◆ What you will do: Report each line in the entries below that contains the word "tree", reproducing every such line in full. Case is significant when matching.

◆ Input rows:
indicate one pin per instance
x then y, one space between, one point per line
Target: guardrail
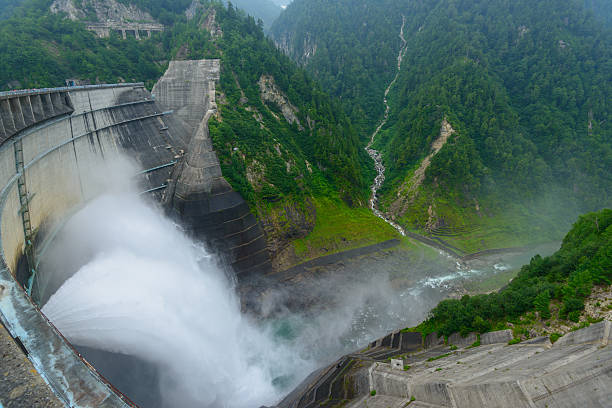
21 92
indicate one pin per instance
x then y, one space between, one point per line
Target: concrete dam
53 143
54 146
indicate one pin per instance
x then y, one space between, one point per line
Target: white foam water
152 293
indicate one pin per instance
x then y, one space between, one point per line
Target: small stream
375 154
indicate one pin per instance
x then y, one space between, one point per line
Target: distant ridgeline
283 143
524 85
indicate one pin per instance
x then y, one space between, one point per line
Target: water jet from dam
149 292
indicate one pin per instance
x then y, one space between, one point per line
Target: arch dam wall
53 145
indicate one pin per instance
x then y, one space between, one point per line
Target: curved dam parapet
53 145
49 166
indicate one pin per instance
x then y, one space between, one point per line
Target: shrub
554 337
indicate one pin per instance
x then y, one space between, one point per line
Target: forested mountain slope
524 86
349 46
282 141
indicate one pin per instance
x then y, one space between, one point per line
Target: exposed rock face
210 24
271 93
101 10
407 192
200 197
285 224
308 50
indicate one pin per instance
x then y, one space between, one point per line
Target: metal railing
21 92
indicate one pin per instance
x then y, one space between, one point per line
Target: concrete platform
20 384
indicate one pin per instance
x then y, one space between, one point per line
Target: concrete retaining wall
49 165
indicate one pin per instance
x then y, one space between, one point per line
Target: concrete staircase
575 371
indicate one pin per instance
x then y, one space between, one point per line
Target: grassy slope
340 228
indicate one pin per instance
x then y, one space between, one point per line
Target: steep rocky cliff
101 11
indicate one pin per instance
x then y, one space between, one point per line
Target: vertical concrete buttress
200 197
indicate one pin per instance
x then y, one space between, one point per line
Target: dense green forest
349 46
567 277
7 7
602 9
524 85
290 169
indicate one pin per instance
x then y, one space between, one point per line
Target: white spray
152 293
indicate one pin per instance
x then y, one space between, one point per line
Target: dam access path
56 145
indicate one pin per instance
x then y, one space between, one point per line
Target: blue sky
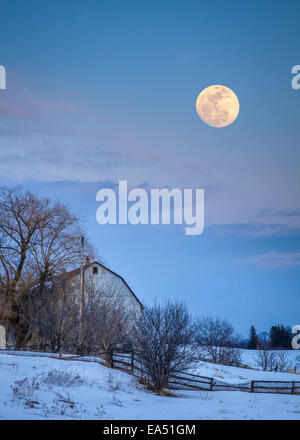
99 91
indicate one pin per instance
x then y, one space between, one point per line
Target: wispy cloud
273 260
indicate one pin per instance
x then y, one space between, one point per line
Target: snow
93 391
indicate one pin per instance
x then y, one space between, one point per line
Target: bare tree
217 341
164 341
37 239
107 321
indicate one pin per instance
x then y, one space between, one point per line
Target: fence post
132 362
293 387
111 358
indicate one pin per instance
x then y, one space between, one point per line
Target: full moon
217 106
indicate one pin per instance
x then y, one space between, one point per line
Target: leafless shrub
52 315
114 383
62 378
24 389
100 411
217 341
265 357
116 401
282 360
164 341
107 321
64 405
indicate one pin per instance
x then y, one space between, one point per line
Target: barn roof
76 272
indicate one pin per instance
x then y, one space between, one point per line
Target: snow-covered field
38 387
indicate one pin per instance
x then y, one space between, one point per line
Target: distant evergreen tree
280 337
253 339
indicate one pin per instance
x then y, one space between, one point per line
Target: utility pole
82 286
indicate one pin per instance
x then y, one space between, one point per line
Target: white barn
105 280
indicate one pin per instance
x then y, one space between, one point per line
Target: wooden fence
129 362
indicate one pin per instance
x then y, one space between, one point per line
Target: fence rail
129 362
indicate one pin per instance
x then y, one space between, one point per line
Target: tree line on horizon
278 337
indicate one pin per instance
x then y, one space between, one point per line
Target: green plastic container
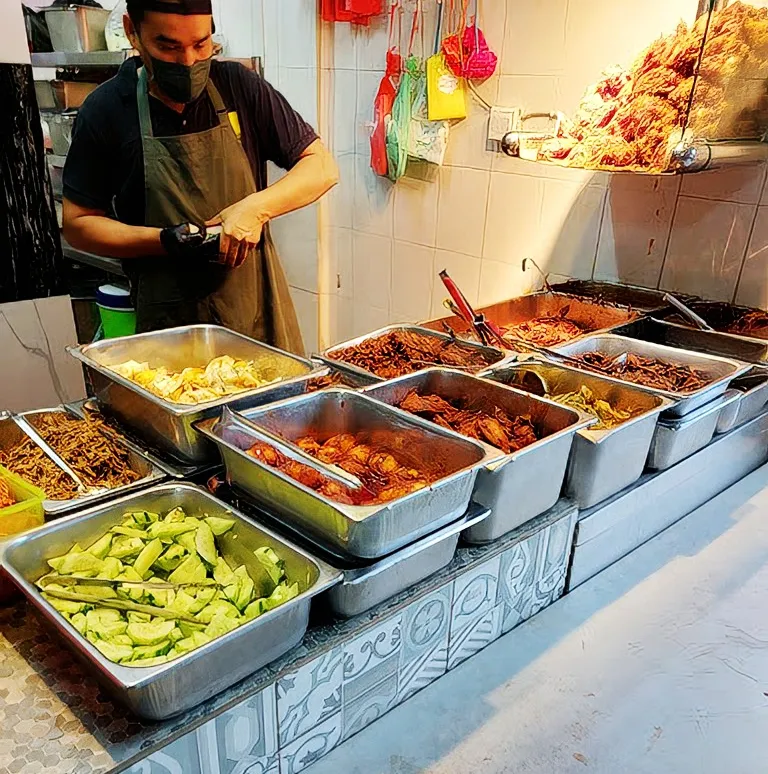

◆ Task result:
Target: bare tree
Target: distant evergreen tree
Target: tree line on horizon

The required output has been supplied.